FKÖ’nün kurulmasıyla birlikte Kürdistan ve Türkiye’den bir çok devrimci Filistin Halkının yanında olmak adına savaşmış ve siper yoldaşlığı yapmışlardır. Bu devrimciler arasında Abdullan Öcalan, Deniz Gezmiş, Hüseyin İnan, Yusuf Aslan, Faik Bulut ve PKK’den de çok sayıda devrimci vardır. Ve Filistin’de siyonistlere karşı verilen mücadelede 11 PKK militanı hayatını kaybetmiştir.

Devrimcilerin FKÖ’ye katılmalarının dışında bütün Türkiye halkları yaptıkları bir çok eylem ve boykot ile Filistin halkının yanında olduklarını duyurmuşlardır. Bizzat kendim de daha siyasi bir bilince sahip değilken bile lise yıllarında, okulda “Kahrolsun İsrail” yahut “Özgür Filistin” diye slogan attığımı biliyorum. Bütün Türkiye 7’sinden 70’ine Filistin’de taş atan çocukların mücadelesini selamladık. Seslerini dünyaya duyurmak adına haykırdık, duvarlarımızı “Özgür Filistin” diye boyadık. Hatta içimizden bazı yiğitler silahları kuşanıp özgürlük mücadelesinin verildiği topraklara doğru yol aldılar. Canları pahasına…

Suriye de hala devam eden savaşı da buna dahil edebiliriz. Hatta bunun ile ilgili bir haberi paylaşmak istiyorum. Cumhurbaşkanı Recep Tayyip Erdoğan 2014 Temmuz ayında Antalya Büyükşehir Belediyesi’nin düzenlemiş olduğu bir iftar yemeğinde şu sözleri söylemiştir: “Çocukların etnik kökeni yoktur. Çocukların milliyetleri mezhepleri yoktur… Suriye için bir milyon insan niye Türkiye’de olacakmış. Bombaların altında ölsünler mi? Bu iş vicdan meselesidir. Vicdanı olmayanlar bunu anlayamaz, bunu hatırlatmak istiyorum.”

Evet yıl 2016.

▸ Verilen malzeme:
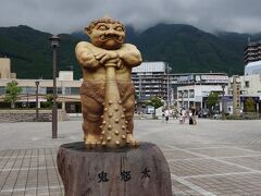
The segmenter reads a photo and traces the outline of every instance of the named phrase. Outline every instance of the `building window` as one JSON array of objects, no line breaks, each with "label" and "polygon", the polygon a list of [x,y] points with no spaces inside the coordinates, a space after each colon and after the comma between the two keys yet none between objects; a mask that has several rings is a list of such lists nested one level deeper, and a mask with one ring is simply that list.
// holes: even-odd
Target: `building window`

▸ Alıştırma A:
Metin alıntısına dayanarak şu soruları cevaplayın:
(i) Filistin'de siyonistlere karşı verilen mücadelede kaç PKK militanı hayatını kaybetmiştir?
(ii) Erdoğan'ın 2014 Temmuz ayındaki sözlerini söylediği iftar yemeğini hangi kurum düzenlemiştir?
(iii) Duvarlar hangi sözlerle boyanmıştır?
▸ Alıştırma B:
Lütfen metin alıntısında "Suriye de hala" sözlerini içeren yerle açılıp "Evet yıl 2016." sözleriyle kapanan bölümü hiç değiştirmeden yazın.

▸ Doğru cevap A:
(i) 11
(ii) Antalya Büyükşehir Belediyesi
(iii) "Özgür Filistin"

▸ Doğru cevap B:
Suriye de hala devam eden savaşı da buna dahil edebiliriz. Hatta bunun ile ilgili bir haberi paylaşmak istiyorum. Cumhurbaşkanı Recep Tayyip Erdoğan 2014 Temmuz ayında Antalya Büyükşehir Belediyesi’nin düzenlemiş olduğu bir iftar yemeğinde şu sözleri söylemiştir: “Çocukların etnik kökeni yoktur. Çocukların milliyetleri mezhepleri yoktur… Suriye için bir milyon insan niye Türkiye’de olacakmış. Bombaların altında ölsünler mi? Bu iş vicdan meselesidir. Vicdanı olmayanlar bunu anlayamaz, bunu hatırlatmak istiyorum.”

Evet yıl 2016.